• Instrucción 1
Transcribe tal cual el listado desde su comienzo hasta la línea que contiene "(57, 57), (98, 127)", con ambos extremos incluidos.
**** Documento
Las historias no pueden ser más distintas. Quedé con las mismas preguntas, sin embargo: hasta cuándo seremos humanos. Qué es ser humanos. No solo en cuanto a nuestras facultades cognitivas, hoy extendidas por innumerables prótesis digitales deformantes. También en cuanto a “eso que todavía llamamos el alma”, como escribió el poeta.

Ishiguro evita esa palabra como la peste. Habla del “corazón humano”. En todo caso, de lo que la Mistral llamó “amasijo fatal de sangre y lágrimas”. Algo muy limítrofe, muy borderline y muy molesto, una conciencia parcial, defectuosa, dolorosa y capaz de ocasionales éxtasis. Humana, en suma. Un científico loco, en Madaddam, creó una nueva especie de seres. Quiso librarlos del deseo, el dolor del rechazo, la envidia y del miedo a la muerte, entre otras cosas. Quiso librarlos de la tentación de la violencia desatada que campeaba en los restos de las ciudades, de las horrendas esclavitudes que los humanos tienden a imponerse unos a otros. Los hizo herbívoros. Les dio períodos de celo visibles, señales inequívocas que emiten las hembras, sexo a la vez promiscuo y delicado, sin ilusiones, malos entendidos ni sentimientos complejos. Imagínense.

La “amiga artificial” que narra la historia de Ishiguro, Klara, es una máquina. Alguien desatinado se pregunta si debe tratarla como a la aspiradora o como a una persona. No cuento más por no echarles a perder la lectura del libro.

Cuando “todo ha cambiado, menos las nubes”, tras alguna catástrofe enorme, los seres humanos, despavoridos, se juntan en torno de algún fuego y de alguien que les cuenta historias, les cuenta cuentos. Así se crea una instancia colectiva, pasajera, donde procesar las emociones que todavía no encuentran sus propias palabras.

Las dos narraciones distópicas a las que me estoy refiriendo procesan ideas que tenemos a medio formular, dilemas éticos imposibles de resolver, miedos ancestrales de estar transgrediendo un orden que nos cobijó durante siglos. El género de la ciencia ficción, mal mirado antes como una entretención de masas, se ha ido revelando como otra cosa. El sueño de la imaginación también engendra monstruos. Las novelas distópicas nos permiten jugar con monstruos futuribles. Proyectan, extienden hilos de nuestras vidas, los tensan hacia escenarios imaginables. La mezcla de pavor y curiosidad caracteriza la buena narrativa en un momento histórico tan complejo como el que hoy vivimos en todo el mundo. En Chile también. Me gustaría poder escribir una novela corta sobre la próxima Convención Constitucional. Leo por ahí la palabra “neuroderechos”, y me imagino que el elenco electo deberá pensar en “eso que todavía llamamos humano”. Pavor, curiosidad y una desaforada esperanza.
********
**** Datos de entrada
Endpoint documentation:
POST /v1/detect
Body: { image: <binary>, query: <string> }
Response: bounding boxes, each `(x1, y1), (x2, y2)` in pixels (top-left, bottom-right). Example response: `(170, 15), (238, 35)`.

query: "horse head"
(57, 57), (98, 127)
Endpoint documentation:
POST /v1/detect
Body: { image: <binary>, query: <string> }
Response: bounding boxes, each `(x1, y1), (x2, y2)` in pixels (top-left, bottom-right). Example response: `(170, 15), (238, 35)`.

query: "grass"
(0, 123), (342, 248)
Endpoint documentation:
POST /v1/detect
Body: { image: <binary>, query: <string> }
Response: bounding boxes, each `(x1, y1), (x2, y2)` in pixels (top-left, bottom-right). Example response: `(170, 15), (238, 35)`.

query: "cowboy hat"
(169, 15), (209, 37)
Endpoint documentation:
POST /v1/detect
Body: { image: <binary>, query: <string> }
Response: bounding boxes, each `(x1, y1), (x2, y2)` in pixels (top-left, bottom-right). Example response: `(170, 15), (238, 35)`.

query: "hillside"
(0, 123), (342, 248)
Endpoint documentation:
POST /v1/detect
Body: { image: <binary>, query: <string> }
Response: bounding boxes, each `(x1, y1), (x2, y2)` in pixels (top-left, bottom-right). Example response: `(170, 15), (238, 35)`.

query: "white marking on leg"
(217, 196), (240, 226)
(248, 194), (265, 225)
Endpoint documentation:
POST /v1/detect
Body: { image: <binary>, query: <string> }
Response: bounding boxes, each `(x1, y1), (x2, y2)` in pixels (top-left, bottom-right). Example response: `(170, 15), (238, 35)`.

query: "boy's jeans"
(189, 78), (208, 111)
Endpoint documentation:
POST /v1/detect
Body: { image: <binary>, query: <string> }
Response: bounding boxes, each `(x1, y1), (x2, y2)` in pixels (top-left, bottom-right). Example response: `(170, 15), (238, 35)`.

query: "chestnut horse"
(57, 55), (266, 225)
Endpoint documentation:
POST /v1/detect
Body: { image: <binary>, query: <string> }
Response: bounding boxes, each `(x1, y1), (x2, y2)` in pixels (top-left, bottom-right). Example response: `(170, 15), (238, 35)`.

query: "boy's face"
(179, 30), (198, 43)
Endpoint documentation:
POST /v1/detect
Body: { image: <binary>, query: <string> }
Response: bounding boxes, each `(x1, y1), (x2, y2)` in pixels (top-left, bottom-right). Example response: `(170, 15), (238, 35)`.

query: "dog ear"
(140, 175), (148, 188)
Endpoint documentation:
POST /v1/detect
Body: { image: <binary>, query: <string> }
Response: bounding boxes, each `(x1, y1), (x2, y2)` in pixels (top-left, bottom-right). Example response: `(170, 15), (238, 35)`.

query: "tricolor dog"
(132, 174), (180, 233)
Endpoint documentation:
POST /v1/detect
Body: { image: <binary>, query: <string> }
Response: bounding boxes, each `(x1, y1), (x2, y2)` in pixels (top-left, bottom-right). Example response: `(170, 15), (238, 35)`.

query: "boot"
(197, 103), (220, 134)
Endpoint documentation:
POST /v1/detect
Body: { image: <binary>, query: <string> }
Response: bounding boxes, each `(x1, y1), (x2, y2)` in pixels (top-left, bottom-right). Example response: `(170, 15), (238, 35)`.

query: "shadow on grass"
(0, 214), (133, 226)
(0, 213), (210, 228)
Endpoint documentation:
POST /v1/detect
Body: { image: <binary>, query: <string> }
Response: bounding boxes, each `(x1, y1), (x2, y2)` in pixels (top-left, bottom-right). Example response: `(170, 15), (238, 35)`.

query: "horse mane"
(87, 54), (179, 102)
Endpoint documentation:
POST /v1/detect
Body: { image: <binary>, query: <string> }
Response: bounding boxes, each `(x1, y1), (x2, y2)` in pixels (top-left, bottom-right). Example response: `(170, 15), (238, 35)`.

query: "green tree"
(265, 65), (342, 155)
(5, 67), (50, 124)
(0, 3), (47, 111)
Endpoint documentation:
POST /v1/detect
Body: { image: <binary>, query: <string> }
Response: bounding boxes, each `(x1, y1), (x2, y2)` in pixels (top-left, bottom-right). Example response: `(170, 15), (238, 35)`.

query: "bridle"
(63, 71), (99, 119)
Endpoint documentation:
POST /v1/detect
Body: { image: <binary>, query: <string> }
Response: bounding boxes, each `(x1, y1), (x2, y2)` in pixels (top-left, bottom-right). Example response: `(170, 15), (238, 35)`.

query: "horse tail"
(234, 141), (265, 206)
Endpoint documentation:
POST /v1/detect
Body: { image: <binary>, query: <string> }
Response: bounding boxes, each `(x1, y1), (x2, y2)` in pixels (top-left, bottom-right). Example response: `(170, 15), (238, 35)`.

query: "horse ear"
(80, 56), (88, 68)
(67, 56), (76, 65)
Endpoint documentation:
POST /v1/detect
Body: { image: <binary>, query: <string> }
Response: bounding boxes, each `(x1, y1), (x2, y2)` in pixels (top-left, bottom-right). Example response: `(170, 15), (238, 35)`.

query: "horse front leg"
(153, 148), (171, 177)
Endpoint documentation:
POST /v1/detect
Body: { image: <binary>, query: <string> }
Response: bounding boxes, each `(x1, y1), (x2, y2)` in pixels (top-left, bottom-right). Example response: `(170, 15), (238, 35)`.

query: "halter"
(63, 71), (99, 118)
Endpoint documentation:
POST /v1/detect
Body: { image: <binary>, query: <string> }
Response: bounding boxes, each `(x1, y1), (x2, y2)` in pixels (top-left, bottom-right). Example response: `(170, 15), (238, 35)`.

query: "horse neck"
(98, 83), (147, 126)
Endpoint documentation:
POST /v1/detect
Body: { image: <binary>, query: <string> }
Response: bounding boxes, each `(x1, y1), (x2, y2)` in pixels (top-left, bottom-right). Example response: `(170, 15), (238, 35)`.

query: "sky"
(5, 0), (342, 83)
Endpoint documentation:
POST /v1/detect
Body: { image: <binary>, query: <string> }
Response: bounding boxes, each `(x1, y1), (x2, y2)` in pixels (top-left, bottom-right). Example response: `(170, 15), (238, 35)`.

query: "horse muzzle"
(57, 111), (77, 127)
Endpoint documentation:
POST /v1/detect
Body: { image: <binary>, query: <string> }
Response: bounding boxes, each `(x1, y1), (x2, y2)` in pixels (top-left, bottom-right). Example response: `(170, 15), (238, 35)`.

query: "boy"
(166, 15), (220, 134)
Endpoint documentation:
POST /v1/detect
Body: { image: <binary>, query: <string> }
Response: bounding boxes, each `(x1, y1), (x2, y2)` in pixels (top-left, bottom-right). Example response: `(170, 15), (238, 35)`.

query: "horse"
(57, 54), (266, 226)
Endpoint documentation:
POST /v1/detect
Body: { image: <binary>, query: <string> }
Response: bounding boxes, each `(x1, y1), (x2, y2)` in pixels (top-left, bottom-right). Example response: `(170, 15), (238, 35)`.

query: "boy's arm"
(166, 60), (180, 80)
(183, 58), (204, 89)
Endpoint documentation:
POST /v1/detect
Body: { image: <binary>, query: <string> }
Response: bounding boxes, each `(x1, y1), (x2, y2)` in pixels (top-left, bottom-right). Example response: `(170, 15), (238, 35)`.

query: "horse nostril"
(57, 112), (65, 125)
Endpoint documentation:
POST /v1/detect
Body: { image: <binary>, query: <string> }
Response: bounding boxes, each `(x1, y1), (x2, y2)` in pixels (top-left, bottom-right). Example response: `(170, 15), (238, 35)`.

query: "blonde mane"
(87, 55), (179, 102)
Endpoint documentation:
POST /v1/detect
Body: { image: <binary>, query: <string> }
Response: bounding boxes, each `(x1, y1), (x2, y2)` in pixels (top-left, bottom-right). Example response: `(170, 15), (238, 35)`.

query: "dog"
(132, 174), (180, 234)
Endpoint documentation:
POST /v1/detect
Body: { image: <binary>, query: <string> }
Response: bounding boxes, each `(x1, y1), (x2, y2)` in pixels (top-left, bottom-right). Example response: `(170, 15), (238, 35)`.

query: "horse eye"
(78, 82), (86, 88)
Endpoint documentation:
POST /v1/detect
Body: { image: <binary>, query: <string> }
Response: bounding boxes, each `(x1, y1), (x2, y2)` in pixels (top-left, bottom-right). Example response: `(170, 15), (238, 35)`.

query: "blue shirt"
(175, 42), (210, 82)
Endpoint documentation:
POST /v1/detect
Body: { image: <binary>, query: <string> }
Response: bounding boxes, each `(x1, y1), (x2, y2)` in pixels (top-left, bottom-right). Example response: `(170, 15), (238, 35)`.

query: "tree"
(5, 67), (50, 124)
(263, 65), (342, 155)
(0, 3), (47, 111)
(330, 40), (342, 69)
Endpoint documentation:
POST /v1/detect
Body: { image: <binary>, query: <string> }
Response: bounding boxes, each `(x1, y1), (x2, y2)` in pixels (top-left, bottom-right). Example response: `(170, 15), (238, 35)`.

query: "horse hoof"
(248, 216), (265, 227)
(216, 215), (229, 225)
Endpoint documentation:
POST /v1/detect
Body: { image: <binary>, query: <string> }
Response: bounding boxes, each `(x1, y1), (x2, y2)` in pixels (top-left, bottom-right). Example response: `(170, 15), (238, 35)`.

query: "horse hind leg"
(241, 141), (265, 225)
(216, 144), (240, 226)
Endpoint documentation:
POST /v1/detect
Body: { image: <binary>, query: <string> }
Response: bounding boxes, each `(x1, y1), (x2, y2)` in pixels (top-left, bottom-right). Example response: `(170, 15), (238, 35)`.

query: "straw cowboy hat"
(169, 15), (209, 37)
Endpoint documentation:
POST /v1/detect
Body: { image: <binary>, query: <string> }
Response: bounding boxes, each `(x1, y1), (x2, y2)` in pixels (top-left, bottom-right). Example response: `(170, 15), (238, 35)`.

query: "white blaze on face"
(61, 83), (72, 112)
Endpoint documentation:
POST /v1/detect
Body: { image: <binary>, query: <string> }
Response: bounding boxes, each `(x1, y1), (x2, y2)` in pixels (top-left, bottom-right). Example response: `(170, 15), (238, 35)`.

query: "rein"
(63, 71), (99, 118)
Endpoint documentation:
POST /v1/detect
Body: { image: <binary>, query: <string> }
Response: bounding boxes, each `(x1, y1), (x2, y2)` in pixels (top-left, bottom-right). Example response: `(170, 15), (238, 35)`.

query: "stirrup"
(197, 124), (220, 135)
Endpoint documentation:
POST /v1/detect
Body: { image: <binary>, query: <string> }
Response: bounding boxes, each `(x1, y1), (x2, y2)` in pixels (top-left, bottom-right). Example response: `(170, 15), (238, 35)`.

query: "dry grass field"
********
• Instrucción 2
Reproduce palabra por palabra el pasaje del documento sobre las novelas distópicas que va de "Las historias no" a "escribió el poeta.".

• Respuesta esperada 1
Endpoint documentation:
POST /v1/detect
Body: { image: <binary>, query: <string> }
Response: bounding boxes, each `(x1, y1), (x2, y2)` in pixels (top-left, bottom-right). Example response: `(170, 15), (238, 35)`.

query: "horse head"
(57, 57), (98, 127)

• Respuesta esperada 2
Las historias no pueden ser más distintas. Quedé con las mismas preguntas, sin embargo: hasta cuándo seremos humanos. Qué es ser humanos. No solo en cuanto a nuestras facultades cognitivas, hoy extendidas por innumerables prótesis digitales deformantes. También en cuanto a “eso que todavía llamamos el alma”, como escribió el poeta.